> WHAT NEEDS TO BE DONE
Substitute "mark" for every occurrence of "indicate" in the records below, and give all of them again with nothing else changed.

__________________________________________________

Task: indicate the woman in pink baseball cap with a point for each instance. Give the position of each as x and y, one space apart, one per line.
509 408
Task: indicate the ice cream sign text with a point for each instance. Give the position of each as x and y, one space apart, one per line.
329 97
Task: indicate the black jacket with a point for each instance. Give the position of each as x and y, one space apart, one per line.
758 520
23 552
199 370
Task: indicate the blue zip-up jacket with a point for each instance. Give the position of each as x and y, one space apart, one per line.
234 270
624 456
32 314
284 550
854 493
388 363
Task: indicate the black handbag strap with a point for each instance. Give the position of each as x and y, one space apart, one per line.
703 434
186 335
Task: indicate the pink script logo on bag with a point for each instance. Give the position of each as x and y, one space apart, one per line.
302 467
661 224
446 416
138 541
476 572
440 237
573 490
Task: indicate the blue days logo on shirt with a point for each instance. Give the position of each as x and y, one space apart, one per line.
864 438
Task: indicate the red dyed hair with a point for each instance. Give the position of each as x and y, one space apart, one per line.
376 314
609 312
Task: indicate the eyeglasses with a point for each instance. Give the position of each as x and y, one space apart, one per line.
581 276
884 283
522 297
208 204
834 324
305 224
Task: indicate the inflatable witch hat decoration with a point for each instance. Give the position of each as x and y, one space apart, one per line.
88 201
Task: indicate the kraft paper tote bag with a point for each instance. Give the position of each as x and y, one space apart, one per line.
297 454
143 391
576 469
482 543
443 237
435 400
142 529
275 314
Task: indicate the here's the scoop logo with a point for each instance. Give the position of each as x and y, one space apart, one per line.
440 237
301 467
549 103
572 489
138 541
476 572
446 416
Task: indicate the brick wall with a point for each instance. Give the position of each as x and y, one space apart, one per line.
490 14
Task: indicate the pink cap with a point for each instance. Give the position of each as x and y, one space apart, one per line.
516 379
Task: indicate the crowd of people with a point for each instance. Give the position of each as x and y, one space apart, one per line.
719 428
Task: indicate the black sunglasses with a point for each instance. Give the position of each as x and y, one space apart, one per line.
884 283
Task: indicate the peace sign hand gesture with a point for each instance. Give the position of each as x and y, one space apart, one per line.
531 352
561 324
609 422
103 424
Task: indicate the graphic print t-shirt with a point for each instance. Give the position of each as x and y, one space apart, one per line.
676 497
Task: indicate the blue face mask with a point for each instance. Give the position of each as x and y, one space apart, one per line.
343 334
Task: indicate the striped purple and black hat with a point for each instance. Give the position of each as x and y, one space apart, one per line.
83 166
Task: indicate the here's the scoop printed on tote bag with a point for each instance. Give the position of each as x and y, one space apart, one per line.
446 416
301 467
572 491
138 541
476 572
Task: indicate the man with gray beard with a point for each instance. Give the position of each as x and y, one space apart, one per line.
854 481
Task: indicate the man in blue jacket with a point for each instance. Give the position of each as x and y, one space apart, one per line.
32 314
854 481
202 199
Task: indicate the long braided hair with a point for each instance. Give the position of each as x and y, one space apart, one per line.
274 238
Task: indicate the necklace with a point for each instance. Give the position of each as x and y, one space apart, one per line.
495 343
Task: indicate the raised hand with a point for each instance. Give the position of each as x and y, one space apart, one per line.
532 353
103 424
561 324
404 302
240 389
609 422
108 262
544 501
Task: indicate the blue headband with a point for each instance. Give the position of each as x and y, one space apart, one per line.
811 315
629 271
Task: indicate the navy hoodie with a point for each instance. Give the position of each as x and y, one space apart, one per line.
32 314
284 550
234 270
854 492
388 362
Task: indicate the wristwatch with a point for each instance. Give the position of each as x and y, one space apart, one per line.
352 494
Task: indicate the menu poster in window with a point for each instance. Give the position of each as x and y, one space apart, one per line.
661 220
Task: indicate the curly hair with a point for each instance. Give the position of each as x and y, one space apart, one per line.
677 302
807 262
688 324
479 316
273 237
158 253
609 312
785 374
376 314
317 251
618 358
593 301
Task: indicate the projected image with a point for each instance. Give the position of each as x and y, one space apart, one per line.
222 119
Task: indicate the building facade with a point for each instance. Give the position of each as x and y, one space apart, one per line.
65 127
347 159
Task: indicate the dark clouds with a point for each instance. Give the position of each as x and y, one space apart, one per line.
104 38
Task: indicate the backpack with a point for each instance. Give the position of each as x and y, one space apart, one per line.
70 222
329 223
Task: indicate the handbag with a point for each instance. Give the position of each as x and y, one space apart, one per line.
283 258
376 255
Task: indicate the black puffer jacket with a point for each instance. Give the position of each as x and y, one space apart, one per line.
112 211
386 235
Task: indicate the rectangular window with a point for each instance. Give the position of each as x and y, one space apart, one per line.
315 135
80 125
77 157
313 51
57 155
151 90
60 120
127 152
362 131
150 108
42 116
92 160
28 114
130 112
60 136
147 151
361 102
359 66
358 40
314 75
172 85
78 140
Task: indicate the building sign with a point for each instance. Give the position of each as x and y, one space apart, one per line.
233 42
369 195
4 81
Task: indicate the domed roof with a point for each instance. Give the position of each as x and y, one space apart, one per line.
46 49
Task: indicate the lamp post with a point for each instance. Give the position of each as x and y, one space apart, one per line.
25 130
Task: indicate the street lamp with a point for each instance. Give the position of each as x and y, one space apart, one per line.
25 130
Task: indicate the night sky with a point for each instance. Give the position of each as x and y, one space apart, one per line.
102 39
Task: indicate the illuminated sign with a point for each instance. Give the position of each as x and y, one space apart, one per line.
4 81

__________________________________________________

> REPLY TO THE TASK
Task: mark the woman in pink baseball cap with a point for each instance. Give the position of each as x and y, one space apart, one per line.
509 408
Task: mark the ice cream sign text with a point for each instance. Give the position of each as x and y, one space apart, one per line.
329 97
Task: mark the black jacket with a point for each instance. Give the position of each as x and y, one space apart, one per line.
758 520
23 552
199 370
Task: mark the blue zip-up jacket with a point for each instance. Give the position of each as x and y, one space apart, one per line.
234 270
624 456
32 314
284 550
854 493
388 363
Task: mark the black handbag strap with a point for each instance. Give the position of each as x and y, one space apart, one per line.
703 434
186 335
Task: mark the pink script logo on bag with a point for each instance. Give the position of each as x and y, one space apart, one per line.
302 467
661 224
446 416
138 541
476 572
440 237
573 490
Task: mark the blue days logo on shirt with a point for each instance. Give the position of each as x and y, one space apart, one per line.
864 438
Task: mark the red dyed hair with a point for each instance. Give the position of each as x and y, one space apart, one per line.
376 314
609 312
Task: mark the eyeglasses with a point for each instance. Give the position of each as x and y, one space apart, one per line.
581 276
884 283
522 297
208 204
834 324
305 224
Task: mark the inflatable witch hat decoration with a point for each instance. Give the position of each as x and y, one space apart, one per line.
88 201
Task: mark the kraft paper tote bag with a point for each instance. Give the position of each as x and y, one space apart, one per line.
297 454
143 391
576 469
482 543
443 237
435 400
142 529
275 314
Task: mark the here's the scoop logo with a point for each instance. Give the position of each as x and y, one space apart, one per line.
440 237
301 467
549 103
572 489
138 541
476 572
446 416
Task: mark the brick wall with a point for each instance. Give the position of each as x and y, one space apart, one per line.
490 14
Task: mark the pink cap with a point for each instance. Give the position of each as x and y, one space apart, one per line.
516 379
Task: mark the crowd of people with a point for each instance. Give the position of each as x and y, one space apart, one per line.
719 428
Task: mark the black sunglasses with a point for each instance. Give the position of each as x and y, one space apart, one per line.
884 283
Task: mark the peace sign hand gesture with a point for each instance. Give the position of each as x and y, one space apart, one per line.
531 352
561 324
609 422
103 424
Task: mark the graphic print t-shirt with a point for each instance. Give the position of each as x and y, one space apart, one per line.
676 497
Task: mark the blue face mask with a point for each instance. Give the position of each as x and y, one space apart, one per line.
343 334
Task: mark the striped purple and black hat with a point for each instance. Give the position of each as x and y, one space apart, one per line.
83 166
Task: mark the here's the scoop printed on tote bag with a point for each instance. Give the position of each as x and y, one space apart, one per line.
446 416
301 467
572 491
138 541
476 572
Task: mark the man with gray beard with a point for each instance. Give the position of each as x and y, one space apart, one per line.
854 481
Task: mark the man in blue jacket with a point for each instance. Give the position of each as x and y, one space apart, one per line.
32 314
854 481
202 199
Task: mark the long braided hair with a point for each instance. Give the position of each as x and y, one space apart, one per line.
274 238
Task: mark the necklace with a point for each instance. Give the position of each as x and y, one space apart, one per line.
495 343
Task: mark the raised hand with a point for each instance. Give the position of each as x and y, one space apart, one per line.
532 353
103 424
561 324
404 302
240 389
609 422
108 262
544 501
Task: mark the blue headband with a point for each instance. Give the position of each as x and y, one space apart, one per line.
811 315
629 271
Task: mark the navy hoodie with a point for each instance. Give the position of each as x and y, one space apart, one per line.
32 314
284 550
234 270
854 492
388 362
Task: mark the wristwatch with a point for each instance. Give the position of each as x and y, one space apart, one per line.
352 494
Task: mark the menu poster in window with a point for each instance. Give the position of each as x and y, one space apart, one per line.
661 220
Task: mark the curly hair with a point for each instance. Give the position of each as x and y, one space apart, one per line.
677 302
807 262
688 324
479 316
273 237
158 253
609 312
785 374
376 314
317 251
618 358
593 301
Task: mark the projected image with a point for each instance. Give the position of each as x and y, one space apart, one per line.
222 119
Task: mark the building facade with a point for each instance. Give the position of each as x and y, one space apart, one per line.
65 127
347 159
Task: mark the dark clouds with a point for each instance. Give the position of each as x and y, one space apart, one per line.
104 38
Task: mark the backpack with a point for each instance. Give the position of each as x and y, one space apart, one per line.
70 222
329 223
Task: mark the handbag with a point for each instance. Give the position of each as x and y, one space apart, one per line.
283 258
376 255
Task: mark the black puffer jacket with a point for each instance. Give the position of each as x and y, one space apart, one per line.
112 211
386 235
Task: mark the rectangular window with a point for each instance. Give the position of each as x and y, one space apart, one per line.
315 135
80 125
77 157
313 51
57 155
151 90
60 120
127 152
362 131
150 108
42 116
92 160
28 114
130 112
60 136
147 151
361 102
359 66
358 40
314 75
172 85
78 140
Task: mark the building sign with a point for each instance. Give the position of each as x and y, one space apart, one per line.
233 42
369 195
4 81
Task: mark the domed roof with a point for each instance. Give the position of each as x and y, one space apart, one per line.
46 49
Task: mark the lamp post with a point for each instance. Give the position of each as x and y, one space apart, one per line.
25 130
Task: mark the street lamp with a point for each instance. Give the position of each as x and y, one space apart, one per line.
25 130
Task: mark the night sky with a point for each instance. Give the position of each as x and y, one space apart, one per line.
102 39
Task: mark the illuminated sign with a point for each instance. Give the position of each as x and y, one space apart, one per line.
4 81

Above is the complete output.